» What you will do
Each line of the material that mentions the word "target" is to be copied.

· · · · · · ·

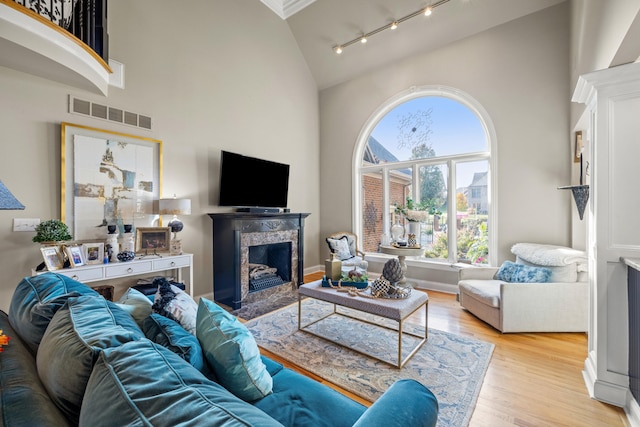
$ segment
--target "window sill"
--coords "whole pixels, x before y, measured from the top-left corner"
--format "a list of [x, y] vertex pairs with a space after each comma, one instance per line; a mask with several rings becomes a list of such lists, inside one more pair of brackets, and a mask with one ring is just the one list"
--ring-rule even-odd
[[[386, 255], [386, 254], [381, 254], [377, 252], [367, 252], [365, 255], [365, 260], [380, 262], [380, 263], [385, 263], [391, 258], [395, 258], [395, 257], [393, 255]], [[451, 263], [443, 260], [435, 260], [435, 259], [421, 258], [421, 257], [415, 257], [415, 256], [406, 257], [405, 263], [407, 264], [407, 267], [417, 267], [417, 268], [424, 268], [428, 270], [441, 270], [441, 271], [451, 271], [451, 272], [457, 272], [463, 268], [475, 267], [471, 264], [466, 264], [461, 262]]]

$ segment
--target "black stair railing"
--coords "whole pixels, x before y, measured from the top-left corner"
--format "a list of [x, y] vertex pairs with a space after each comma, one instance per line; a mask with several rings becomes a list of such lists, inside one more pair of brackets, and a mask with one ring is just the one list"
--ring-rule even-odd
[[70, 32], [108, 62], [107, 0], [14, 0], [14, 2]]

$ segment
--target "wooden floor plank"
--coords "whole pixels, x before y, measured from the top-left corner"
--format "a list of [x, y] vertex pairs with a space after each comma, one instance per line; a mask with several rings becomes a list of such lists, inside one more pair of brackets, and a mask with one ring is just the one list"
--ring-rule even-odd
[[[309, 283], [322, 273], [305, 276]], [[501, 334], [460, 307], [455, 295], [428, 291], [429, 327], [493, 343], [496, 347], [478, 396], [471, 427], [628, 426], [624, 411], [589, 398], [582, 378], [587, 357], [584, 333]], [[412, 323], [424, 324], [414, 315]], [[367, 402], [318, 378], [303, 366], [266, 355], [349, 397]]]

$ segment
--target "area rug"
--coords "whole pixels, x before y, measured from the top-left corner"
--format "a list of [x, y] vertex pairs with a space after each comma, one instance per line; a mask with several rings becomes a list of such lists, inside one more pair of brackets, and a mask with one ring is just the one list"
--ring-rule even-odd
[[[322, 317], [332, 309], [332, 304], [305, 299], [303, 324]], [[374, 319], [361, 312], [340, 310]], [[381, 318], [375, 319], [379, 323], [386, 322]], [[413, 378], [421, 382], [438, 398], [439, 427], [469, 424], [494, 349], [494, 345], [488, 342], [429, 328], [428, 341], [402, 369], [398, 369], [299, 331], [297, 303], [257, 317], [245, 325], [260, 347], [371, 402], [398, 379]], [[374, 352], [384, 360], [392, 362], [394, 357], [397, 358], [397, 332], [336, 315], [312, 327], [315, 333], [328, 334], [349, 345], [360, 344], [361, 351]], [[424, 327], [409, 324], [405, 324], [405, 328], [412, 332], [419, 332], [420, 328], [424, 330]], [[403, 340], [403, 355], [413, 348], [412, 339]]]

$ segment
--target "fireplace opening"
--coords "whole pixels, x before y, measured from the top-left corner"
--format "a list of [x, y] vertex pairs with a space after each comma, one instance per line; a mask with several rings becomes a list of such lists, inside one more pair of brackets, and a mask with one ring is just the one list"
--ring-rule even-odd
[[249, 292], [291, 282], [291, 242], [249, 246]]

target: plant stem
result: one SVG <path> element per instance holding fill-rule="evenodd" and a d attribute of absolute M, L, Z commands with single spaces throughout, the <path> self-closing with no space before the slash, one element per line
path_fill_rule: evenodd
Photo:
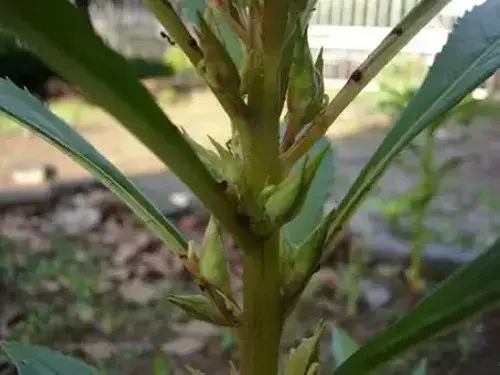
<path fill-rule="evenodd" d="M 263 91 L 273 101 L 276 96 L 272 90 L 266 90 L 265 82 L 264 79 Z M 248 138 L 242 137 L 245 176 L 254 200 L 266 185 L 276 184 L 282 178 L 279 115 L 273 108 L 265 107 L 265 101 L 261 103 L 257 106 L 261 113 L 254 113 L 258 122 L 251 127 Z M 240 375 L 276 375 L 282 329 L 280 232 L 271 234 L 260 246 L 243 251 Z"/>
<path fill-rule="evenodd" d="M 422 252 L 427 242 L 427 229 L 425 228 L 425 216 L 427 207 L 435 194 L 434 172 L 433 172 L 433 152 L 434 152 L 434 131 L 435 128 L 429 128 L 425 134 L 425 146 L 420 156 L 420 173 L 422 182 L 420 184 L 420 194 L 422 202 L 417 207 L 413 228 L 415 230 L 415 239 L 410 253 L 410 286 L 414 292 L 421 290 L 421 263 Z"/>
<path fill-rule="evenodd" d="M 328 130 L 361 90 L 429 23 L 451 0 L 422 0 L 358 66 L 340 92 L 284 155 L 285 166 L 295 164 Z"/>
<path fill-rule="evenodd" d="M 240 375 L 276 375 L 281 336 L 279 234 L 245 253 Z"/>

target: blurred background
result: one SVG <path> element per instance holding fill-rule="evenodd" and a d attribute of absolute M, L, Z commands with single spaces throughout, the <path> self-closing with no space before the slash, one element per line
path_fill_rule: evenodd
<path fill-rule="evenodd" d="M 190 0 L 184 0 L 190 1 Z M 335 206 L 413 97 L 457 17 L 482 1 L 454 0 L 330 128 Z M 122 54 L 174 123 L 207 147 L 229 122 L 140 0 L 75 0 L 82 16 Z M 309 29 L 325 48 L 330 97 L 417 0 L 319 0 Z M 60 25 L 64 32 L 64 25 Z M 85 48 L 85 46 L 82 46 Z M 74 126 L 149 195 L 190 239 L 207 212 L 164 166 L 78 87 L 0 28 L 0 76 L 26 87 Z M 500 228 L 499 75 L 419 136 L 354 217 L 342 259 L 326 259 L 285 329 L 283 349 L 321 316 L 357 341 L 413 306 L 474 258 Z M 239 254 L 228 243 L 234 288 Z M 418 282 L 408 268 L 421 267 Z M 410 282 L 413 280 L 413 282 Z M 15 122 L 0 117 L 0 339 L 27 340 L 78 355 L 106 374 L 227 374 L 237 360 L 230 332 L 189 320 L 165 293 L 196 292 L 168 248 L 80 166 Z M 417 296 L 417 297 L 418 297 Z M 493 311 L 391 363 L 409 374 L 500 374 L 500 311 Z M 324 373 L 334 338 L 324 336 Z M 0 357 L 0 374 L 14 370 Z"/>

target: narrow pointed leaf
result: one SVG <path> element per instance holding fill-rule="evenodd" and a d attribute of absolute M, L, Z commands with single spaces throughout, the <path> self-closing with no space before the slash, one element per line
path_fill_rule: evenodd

· · · · · · ·

» Completed task
--target "window sill"
--target "black stair railing"
--target "wooden floor plank"
--target "area rug"
--target "fireplace opening"
target: plant stem
target: blurred background
target: narrow pointed leaf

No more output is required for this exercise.